Belge metni ::
1-Murat TAŞKIN (BİZDEN SÖYLEMESİ)

1-Murat TAŞKIN (BİZDEN SÖYLEMESİ)

Partiyi belediyelerin kapısından kurtarmak!

-“CHP’de Parti Kazım Kurt’un resmen eline geçti. Bundan sonra partide onun dediği olur.”
-“Bu saatten sonra önseçim yapılırsa, Kazım Kurt rahat bir şekilde Büyükşehir belediye Başkan adayı olur, diğer belediye adayları da Kazım Kurt’un işaret ettiği isimlerden oluşur.
-“Kongre sonuçları Büyükerşen ile Ataç’ı bundan sonra birbirine daha çok yaklaştırır. Kazım Kurt’a karşı büyük bir cephe otomatikman oluşur”
-“Bu kongre sonuçlarından sonra her an bir Büyükerşen-Kurt yol ayrımının ortaya çıkması muhtemeldir”
-“Kurultay delegeliğinde Büyükerşen Kazım Kurt’tan daha az oy aldı. Büyükerşen bunun hesabını mutlaka sorar!”

Görev gereksinimleri ::
1. Belge metninde "Partiyi belediyelerin kapısından" sözcüklerini içeren yerle açılıp "ettiği isimlerden oluşur." ile kapanan bölümü değiştirmeden döndürün.
2. Belge metnindeki tırnak içindeki ifadelerde adı geçen kişileri, ilk geçtikleri sıraya göre listeleyin.
Yalnızca belge metnindeki bilgilere dayanın.

Gösterilen veriler ::
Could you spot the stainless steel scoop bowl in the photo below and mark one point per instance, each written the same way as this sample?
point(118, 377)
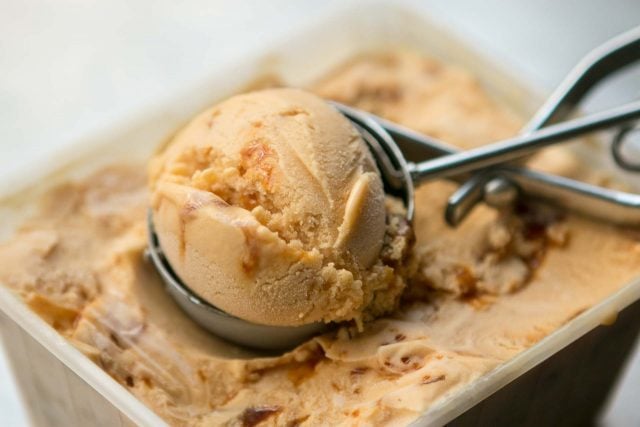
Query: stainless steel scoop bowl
point(400, 155)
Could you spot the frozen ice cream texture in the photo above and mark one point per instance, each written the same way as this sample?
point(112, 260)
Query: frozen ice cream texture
point(270, 206)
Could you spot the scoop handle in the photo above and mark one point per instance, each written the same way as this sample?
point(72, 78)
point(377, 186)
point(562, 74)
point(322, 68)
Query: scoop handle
point(522, 145)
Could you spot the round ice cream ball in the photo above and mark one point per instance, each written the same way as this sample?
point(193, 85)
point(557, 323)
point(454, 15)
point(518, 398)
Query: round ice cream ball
point(269, 206)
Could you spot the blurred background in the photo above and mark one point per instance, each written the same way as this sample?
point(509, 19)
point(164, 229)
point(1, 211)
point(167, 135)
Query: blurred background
point(70, 67)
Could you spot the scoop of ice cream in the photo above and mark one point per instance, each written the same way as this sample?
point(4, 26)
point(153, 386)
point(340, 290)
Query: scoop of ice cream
point(270, 207)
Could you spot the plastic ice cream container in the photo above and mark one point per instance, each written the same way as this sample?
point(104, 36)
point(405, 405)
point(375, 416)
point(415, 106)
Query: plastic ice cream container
point(61, 386)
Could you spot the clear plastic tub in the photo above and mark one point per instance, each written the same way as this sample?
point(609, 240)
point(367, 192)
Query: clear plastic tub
point(62, 387)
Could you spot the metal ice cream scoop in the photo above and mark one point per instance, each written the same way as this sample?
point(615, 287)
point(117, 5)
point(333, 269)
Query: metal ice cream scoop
point(391, 146)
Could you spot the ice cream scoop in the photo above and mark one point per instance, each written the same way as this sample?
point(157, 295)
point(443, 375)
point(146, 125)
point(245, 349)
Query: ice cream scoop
point(270, 207)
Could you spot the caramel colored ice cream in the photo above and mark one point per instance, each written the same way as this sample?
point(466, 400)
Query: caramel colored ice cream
point(482, 293)
point(269, 205)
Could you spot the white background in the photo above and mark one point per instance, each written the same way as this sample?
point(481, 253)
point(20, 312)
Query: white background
point(70, 66)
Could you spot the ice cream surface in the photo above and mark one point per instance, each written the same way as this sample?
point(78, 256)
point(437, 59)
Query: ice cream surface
point(269, 205)
point(483, 293)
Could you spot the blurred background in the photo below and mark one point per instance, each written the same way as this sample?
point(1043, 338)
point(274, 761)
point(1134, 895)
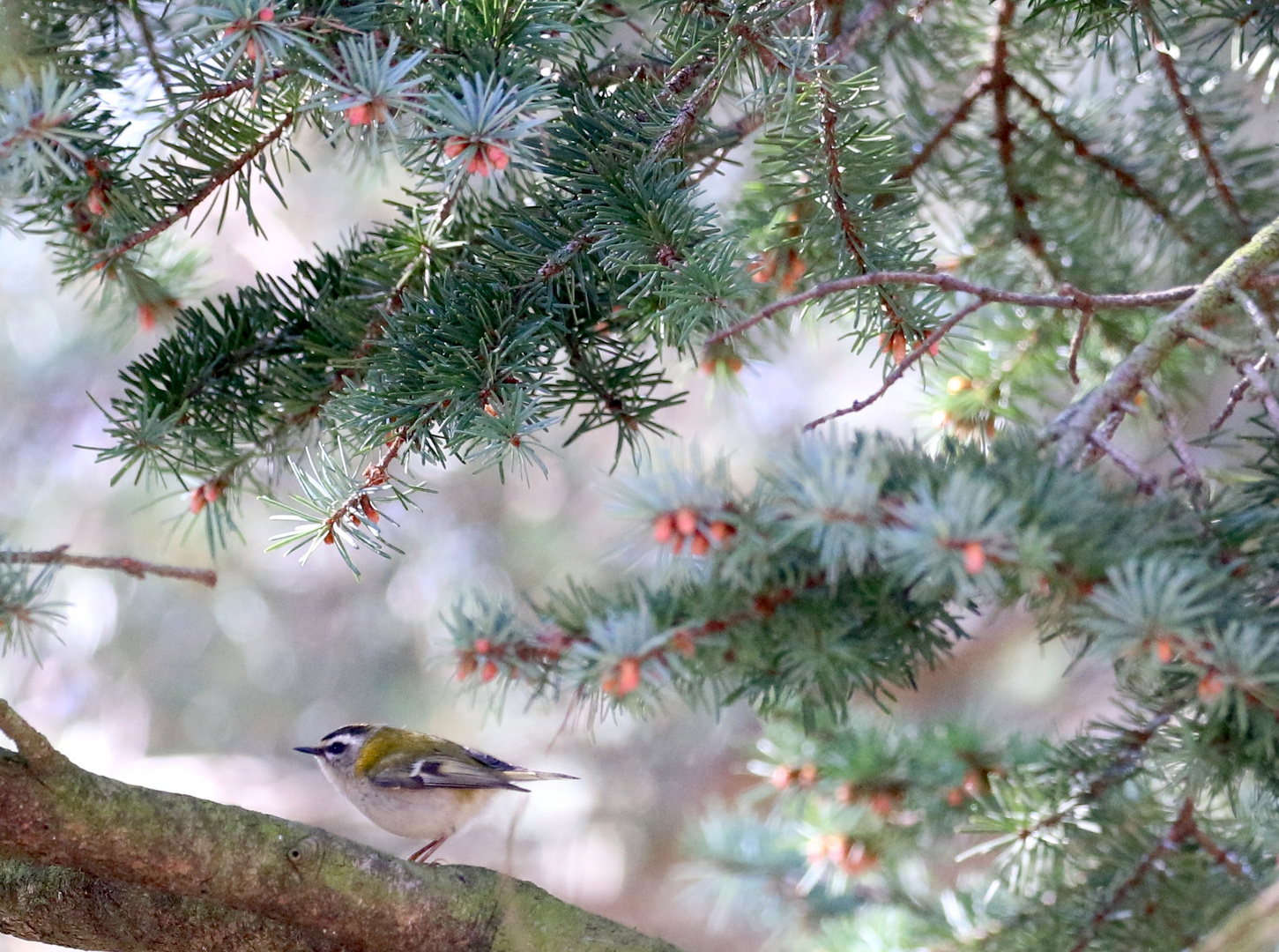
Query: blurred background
point(179, 688)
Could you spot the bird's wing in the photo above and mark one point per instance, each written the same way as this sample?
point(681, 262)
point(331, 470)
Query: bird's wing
point(442, 768)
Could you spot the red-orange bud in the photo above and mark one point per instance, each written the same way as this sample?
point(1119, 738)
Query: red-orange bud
point(96, 200)
point(467, 666)
point(722, 532)
point(1210, 688)
point(783, 776)
point(683, 643)
point(973, 558)
point(700, 546)
point(628, 676)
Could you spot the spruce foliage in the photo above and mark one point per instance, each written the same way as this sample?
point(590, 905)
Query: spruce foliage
point(1009, 196)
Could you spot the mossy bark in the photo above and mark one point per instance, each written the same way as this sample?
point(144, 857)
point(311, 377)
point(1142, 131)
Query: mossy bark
point(183, 870)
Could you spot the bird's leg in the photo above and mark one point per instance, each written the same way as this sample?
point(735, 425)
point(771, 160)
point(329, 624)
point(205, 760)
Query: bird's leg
point(425, 852)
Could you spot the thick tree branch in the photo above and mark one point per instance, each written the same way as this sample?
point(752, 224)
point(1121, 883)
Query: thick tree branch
point(161, 852)
point(1075, 425)
point(64, 907)
point(135, 567)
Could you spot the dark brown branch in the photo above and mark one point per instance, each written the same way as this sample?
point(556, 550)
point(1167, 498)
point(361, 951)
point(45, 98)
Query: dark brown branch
point(978, 88)
point(1191, 121)
point(298, 878)
point(195, 201)
point(135, 567)
point(899, 370)
point(686, 119)
point(1179, 832)
point(1018, 197)
point(1126, 179)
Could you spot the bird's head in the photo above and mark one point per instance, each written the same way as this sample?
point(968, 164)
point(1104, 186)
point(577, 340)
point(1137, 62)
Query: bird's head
point(340, 748)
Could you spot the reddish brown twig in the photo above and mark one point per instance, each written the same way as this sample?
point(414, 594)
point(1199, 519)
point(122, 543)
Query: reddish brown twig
point(1183, 829)
point(210, 187)
point(357, 507)
point(1126, 179)
point(1190, 118)
point(135, 567)
point(1237, 394)
point(1081, 331)
point(1018, 196)
point(686, 119)
point(1076, 300)
point(896, 374)
point(247, 84)
point(978, 88)
point(1176, 434)
point(1145, 481)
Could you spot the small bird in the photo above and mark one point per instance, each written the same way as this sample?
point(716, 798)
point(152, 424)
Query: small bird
point(413, 785)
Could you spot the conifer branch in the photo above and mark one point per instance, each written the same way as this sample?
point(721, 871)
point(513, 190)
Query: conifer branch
point(1176, 433)
point(686, 119)
point(1126, 179)
point(1182, 829)
point(978, 88)
point(1145, 481)
point(1018, 197)
point(214, 183)
point(1074, 425)
point(238, 85)
point(138, 569)
point(1237, 393)
point(1190, 116)
point(1074, 301)
point(926, 346)
point(1255, 928)
point(130, 852)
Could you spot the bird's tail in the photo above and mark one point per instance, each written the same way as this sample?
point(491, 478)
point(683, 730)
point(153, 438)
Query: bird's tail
point(519, 773)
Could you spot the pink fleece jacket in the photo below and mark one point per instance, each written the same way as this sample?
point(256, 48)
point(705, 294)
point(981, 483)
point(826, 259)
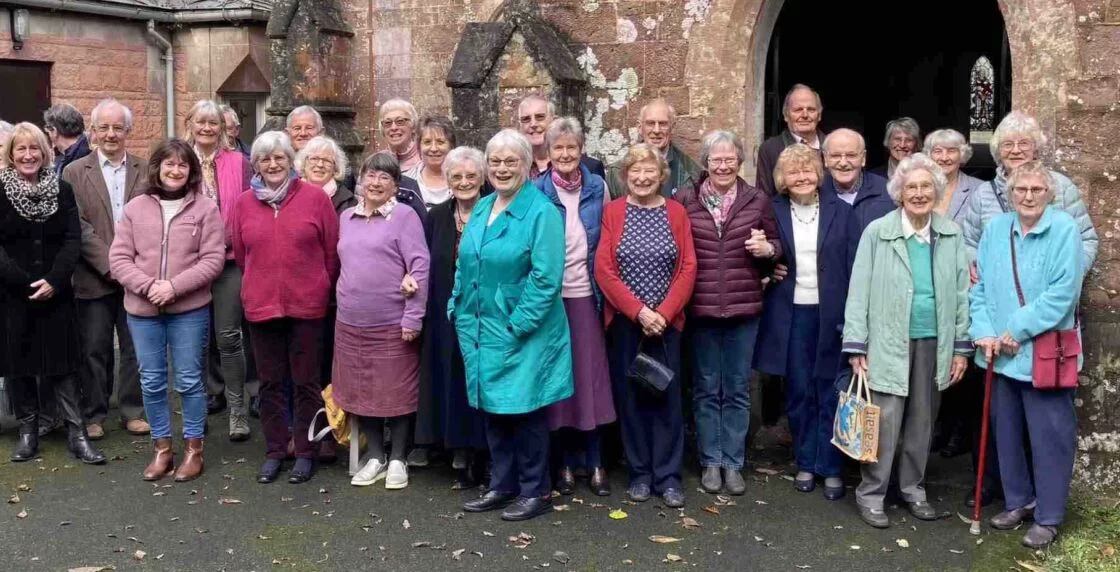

Çözümlü cevaplar ::
1.
Partiyi belediyelerin kapısından kurtarmak!

-“CHP’de Parti Kazım Kurt’un resmen eline geçti. Bundan sonra partide onun dediği olur.”
-“Bu saatten sonra önseçim yapılırsa, Kazım Kurt rahat bir şekilde Büyükşehir belediye Başkan adayı olur, diğer belediye adayları da Kazım Kurt’un işaret ettiği isimlerden oluşur.

2.
Kazım Kurt
Büyükerşen
Ataç